Update the part of the listing below that opens with the line containing "Could you please drop a point on the curved" and closes with the line containing "<point>158,167</point>" by changing "walkway" to "footpath", and return only those lines with everything else left as it is.

■ Provided data:
━━━━━━

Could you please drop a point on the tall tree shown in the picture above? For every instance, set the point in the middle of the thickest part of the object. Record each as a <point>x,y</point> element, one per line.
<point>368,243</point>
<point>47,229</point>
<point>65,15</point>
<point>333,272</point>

━━━━━━

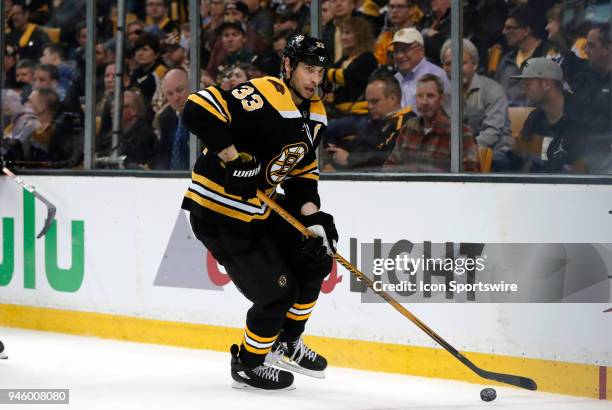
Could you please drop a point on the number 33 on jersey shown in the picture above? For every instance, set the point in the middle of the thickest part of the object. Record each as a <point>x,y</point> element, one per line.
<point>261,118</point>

━━━━━━

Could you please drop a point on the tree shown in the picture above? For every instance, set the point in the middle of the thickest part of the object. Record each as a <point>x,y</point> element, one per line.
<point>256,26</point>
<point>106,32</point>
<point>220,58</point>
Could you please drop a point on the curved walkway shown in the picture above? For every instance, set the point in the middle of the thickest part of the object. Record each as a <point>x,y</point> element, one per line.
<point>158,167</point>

━━━━━━

■ Output for this exercise:
Could you please drop a point on the curved footpath shown in the picture above? For every instance, set the point in the middle of the thickest part of the object. Record each as a <point>x,y</point> element, one per line.
<point>158,167</point>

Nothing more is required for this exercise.